• Instructions for the task
Pick up at the line with "point_to MUST return one point per instance of the grass". Write it out exactly, along with each later line through the end of the data, and nothing more.

• Exercise material
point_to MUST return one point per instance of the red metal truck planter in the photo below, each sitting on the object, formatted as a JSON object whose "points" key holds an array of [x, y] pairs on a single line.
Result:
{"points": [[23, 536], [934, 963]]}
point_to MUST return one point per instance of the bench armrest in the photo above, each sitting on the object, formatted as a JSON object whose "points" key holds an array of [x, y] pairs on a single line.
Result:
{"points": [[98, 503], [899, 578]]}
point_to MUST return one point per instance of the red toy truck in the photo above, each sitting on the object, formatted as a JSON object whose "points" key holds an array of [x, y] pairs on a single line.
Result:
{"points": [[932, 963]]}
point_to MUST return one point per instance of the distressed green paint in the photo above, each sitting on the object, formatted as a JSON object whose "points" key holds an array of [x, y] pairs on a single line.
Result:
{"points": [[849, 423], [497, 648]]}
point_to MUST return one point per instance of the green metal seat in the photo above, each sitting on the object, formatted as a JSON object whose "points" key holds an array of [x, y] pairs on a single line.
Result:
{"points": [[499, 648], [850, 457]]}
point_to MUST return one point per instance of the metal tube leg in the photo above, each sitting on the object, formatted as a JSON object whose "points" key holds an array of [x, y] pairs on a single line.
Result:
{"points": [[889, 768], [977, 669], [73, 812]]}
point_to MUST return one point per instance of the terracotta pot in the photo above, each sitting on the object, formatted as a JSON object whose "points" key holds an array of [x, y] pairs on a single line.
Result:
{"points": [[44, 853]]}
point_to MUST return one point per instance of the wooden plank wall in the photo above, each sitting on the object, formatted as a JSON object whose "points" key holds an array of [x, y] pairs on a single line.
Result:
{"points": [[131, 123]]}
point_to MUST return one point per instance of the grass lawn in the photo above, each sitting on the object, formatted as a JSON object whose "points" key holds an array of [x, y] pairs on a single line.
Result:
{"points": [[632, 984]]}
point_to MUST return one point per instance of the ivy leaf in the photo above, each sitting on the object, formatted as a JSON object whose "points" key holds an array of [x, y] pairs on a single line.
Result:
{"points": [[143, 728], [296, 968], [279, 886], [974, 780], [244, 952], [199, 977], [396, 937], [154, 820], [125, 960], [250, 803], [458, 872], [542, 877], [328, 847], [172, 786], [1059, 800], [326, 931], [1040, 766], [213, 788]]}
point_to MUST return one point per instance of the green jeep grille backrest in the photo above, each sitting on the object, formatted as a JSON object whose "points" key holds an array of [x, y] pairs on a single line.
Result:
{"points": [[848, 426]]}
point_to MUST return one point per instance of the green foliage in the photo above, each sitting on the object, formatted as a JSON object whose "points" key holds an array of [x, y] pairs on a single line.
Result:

• Your solution
point_to MUST return one point per instance of the grass lawn in the photo above, each sitting on the object, formatted as a JSON object whose "points" key holds an array of [x, y] pairs on a single line.
Result:
{"points": [[632, 984]]}
point_to MUST return one point per instance of the ivy leaf in the photo above, each sitting on the object, formatted as a JSON object whose "points" key holds an array of [x, y] pairs on a single line.
Result:
{"points": [[143, 728], [296, 968], [279, 886], [974, 780], [244, 952], [199, 977], [396, 937], [154, 820], [125, 960], [250, 803], [458, 872], [542, 877], [328, 847], [172, 786], [1059, 800], [326, 931], [1040, 766], [213, 788]]}
point_to MUST return one point per instance of the green jeep grille backrest in the photo above, each sitting on the object, formatted as a JSON object whose "points" key holds an array of [x, y] pairs on a single line.
Result:
{"points": [[848, 426]]}
point_to MUST return one point per instance of the green foliage in the photo above, each sitting on the object, formatted as a JSON object whose "points" key holds an array of [x, y] pairs on a single line.
Result:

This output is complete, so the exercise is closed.